Kosmetikfabrik Schwarzkopf
Später entstanden, 1928-30, und von Carl Mackensen entworfen, gibt es ein zweites Fabrikgebäude als Pendant: Das heutige „Kontorhaus“ in der Alboinstraße 36-42, ehemals errichtet und genutzt von der Fa. Schwarzkopf. Nicht ganz so „expressiv“, durch verschiedene Umbauten verändert, aber auch unter Denkmalschutz stehend, gehört es zu den Zeugnissen einer (Bau-) Epoche, als Funktionalität und repräsentativer Schmuck noch eine Einheit bildeten.

Der Turmaufbau, der 1936 ergänzt wurde, trug jahrzehntelang das Firmenlogo, die Silhouette eines Kopfes im Profil. Um den gestalterischen Eindruck zu erhalten, schmückt jetzt „olle Alboin“, der Langobardenkönig hoch zu Ross,  die leuchtende Fläche. Schade, dass Fa. Schwarzkopf selbst nach Aufgabe der Produktion am alten Standort kein Interesse mehr hatte. Ein kleines, feines Firmenmuseum wäre doch toll gewesen...

→ **AUFGABE 1**
Zähle, in wie vielen Zeilen der Datensätze die Zeichenfolge „beach“ vorkommt. Gib ausschließlich die Zahl an.
Die Datensätze stehen in keinem Zusammenhang mit dem Textauszug.

→ **ANGEZEIGTE DATEN**
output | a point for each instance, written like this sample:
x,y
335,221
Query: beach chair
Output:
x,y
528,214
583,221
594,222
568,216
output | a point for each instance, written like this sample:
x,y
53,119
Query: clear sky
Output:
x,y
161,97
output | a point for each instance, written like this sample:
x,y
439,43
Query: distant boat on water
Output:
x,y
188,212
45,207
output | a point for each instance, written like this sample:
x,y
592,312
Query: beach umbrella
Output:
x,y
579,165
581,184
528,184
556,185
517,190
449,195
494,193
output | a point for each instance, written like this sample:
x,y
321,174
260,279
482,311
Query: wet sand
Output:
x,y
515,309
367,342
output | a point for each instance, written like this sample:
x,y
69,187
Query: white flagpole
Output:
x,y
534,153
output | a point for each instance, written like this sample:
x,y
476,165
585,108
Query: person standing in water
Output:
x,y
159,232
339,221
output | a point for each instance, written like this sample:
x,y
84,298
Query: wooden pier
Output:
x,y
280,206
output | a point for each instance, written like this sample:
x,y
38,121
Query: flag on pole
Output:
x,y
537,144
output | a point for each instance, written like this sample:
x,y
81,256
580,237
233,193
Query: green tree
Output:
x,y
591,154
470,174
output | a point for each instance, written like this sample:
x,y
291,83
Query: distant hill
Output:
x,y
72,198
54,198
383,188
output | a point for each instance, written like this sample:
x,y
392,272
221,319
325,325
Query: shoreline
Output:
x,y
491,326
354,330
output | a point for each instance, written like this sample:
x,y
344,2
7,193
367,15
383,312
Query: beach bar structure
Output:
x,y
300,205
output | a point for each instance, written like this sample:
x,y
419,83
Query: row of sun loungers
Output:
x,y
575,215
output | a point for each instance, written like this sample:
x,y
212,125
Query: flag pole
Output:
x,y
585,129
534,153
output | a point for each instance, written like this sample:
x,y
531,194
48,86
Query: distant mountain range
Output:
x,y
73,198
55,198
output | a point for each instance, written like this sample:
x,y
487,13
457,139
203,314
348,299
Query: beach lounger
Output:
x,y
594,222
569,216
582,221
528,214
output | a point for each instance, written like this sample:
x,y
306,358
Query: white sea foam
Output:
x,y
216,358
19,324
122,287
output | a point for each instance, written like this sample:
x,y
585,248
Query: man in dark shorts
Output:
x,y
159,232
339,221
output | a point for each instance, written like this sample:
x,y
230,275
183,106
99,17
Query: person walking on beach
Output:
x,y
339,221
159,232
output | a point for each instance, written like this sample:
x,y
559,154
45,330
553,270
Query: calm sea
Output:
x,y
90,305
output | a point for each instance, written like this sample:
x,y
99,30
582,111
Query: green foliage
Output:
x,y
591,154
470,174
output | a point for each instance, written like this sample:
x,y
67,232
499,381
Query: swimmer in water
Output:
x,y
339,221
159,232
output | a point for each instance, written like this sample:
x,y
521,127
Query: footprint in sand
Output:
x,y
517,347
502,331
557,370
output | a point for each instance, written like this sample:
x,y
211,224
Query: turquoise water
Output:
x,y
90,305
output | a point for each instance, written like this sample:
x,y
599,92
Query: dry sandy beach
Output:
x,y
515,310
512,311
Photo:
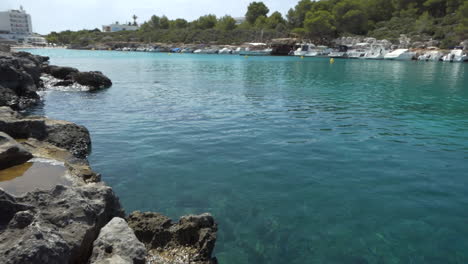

→ **AUFGABE 2**
Wer hat laut dem Textauszug das Fabrikgebäude in der Alboinstraße 36-42 entworfen?

→ **RICHTIGE ANTWORT 1**
6

→ **RICHTIGE ANTWORT 2**
Carl Mackensen.